- _The problem_
Count the lines of the records below that contain the string "positive", matching case exactly, and reply with only that number.
* * * *
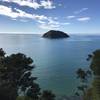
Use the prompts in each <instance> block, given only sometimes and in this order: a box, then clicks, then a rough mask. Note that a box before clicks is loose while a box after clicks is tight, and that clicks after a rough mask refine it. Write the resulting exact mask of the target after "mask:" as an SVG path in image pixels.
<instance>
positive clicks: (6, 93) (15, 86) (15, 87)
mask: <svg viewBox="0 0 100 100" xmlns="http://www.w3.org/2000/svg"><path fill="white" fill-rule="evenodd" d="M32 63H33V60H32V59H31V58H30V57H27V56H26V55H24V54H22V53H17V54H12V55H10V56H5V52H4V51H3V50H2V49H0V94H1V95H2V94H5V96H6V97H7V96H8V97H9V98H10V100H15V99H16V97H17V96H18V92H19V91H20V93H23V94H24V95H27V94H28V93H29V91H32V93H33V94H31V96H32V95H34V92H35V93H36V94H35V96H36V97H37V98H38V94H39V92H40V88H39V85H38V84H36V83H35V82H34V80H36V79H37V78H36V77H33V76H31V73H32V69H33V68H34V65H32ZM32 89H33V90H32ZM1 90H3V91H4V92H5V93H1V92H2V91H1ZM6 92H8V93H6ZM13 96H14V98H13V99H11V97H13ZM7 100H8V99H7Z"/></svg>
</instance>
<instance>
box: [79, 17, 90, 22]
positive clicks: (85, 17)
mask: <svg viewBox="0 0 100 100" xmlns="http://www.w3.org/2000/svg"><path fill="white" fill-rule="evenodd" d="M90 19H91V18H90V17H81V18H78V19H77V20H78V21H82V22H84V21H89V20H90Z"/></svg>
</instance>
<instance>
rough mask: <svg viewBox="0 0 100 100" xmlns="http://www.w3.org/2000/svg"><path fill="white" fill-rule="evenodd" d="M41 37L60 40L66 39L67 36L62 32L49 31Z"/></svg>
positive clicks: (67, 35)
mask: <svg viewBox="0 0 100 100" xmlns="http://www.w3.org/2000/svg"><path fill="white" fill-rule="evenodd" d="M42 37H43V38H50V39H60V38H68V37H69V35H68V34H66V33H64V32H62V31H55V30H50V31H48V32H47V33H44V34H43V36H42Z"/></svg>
* * * *
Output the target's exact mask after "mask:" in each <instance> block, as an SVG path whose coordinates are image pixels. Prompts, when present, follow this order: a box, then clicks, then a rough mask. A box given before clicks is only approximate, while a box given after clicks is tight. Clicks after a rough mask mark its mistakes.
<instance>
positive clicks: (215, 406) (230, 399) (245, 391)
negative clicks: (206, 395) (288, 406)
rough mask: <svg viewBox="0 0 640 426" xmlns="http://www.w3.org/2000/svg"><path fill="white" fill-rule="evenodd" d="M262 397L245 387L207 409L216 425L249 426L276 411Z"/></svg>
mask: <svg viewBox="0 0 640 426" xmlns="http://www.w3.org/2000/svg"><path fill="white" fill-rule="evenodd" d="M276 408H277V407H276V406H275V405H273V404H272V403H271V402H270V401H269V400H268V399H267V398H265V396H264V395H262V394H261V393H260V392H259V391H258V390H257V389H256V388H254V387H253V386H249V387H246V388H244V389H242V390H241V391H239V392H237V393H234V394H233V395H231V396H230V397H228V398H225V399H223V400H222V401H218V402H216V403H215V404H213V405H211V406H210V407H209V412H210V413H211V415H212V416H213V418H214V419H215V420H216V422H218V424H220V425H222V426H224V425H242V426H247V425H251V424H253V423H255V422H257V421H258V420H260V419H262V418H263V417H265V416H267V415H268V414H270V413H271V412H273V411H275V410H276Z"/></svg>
* * * *
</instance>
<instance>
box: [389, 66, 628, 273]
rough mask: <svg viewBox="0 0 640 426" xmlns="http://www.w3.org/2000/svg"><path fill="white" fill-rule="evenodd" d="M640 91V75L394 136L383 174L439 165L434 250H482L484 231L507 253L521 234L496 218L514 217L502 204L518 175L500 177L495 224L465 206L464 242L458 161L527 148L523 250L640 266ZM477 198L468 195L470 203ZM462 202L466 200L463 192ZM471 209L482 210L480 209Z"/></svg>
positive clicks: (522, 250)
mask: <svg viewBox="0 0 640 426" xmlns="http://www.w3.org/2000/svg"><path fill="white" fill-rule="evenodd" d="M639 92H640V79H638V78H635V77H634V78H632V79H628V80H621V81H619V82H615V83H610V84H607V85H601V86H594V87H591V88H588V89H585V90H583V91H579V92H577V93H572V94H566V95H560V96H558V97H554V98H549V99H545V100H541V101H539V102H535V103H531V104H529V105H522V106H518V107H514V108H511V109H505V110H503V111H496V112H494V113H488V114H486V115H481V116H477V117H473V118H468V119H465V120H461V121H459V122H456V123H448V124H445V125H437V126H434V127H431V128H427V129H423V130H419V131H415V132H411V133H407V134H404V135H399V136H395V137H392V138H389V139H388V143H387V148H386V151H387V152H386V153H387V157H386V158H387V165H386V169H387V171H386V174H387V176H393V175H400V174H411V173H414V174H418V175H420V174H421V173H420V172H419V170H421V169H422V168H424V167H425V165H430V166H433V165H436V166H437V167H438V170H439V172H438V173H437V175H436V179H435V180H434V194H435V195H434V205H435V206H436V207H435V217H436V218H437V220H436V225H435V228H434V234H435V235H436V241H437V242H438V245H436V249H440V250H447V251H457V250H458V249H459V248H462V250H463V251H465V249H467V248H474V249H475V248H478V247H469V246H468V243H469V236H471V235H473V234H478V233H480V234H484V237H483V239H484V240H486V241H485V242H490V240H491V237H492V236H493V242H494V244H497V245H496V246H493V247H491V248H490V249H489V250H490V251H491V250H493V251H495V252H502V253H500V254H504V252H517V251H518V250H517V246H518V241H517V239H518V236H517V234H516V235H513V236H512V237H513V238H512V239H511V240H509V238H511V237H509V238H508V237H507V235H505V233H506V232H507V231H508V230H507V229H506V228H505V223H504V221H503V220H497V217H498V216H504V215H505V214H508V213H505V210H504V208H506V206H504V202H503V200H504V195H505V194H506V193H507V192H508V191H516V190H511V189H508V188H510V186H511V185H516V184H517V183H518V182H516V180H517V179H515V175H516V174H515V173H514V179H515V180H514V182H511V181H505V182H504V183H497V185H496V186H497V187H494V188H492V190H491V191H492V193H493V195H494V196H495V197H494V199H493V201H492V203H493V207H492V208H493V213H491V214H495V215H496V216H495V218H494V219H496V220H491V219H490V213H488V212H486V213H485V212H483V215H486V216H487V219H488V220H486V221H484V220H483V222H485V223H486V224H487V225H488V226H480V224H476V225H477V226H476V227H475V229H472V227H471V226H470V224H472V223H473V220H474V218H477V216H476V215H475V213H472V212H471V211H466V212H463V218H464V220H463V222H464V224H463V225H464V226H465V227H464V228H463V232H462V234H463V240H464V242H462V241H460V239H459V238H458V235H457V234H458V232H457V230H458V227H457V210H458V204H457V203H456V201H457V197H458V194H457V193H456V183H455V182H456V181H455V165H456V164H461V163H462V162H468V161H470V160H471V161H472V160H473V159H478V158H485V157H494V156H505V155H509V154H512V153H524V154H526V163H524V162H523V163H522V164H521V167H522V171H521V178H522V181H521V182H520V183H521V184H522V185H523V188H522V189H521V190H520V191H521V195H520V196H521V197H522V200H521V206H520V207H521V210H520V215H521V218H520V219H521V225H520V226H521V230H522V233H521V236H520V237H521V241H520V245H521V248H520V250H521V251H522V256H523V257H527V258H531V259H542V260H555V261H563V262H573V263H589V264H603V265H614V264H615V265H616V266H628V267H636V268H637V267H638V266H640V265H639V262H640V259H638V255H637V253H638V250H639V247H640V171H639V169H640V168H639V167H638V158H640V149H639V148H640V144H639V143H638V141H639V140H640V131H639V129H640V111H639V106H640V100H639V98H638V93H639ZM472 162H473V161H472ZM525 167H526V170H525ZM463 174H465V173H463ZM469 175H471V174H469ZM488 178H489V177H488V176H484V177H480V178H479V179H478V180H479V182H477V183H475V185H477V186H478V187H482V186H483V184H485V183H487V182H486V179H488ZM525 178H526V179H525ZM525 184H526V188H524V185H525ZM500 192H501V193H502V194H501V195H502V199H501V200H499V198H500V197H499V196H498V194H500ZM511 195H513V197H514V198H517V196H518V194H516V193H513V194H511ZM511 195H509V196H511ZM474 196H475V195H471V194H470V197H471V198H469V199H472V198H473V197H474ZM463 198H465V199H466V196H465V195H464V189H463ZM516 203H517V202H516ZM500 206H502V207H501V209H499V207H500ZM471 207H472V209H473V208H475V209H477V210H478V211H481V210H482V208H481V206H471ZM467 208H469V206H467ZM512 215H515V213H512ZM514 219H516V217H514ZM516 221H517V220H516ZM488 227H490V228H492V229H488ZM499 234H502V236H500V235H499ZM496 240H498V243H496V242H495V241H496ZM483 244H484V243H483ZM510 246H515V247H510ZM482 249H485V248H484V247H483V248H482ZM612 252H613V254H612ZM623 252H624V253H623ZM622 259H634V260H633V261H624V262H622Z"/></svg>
* * * *
- _Task response_
5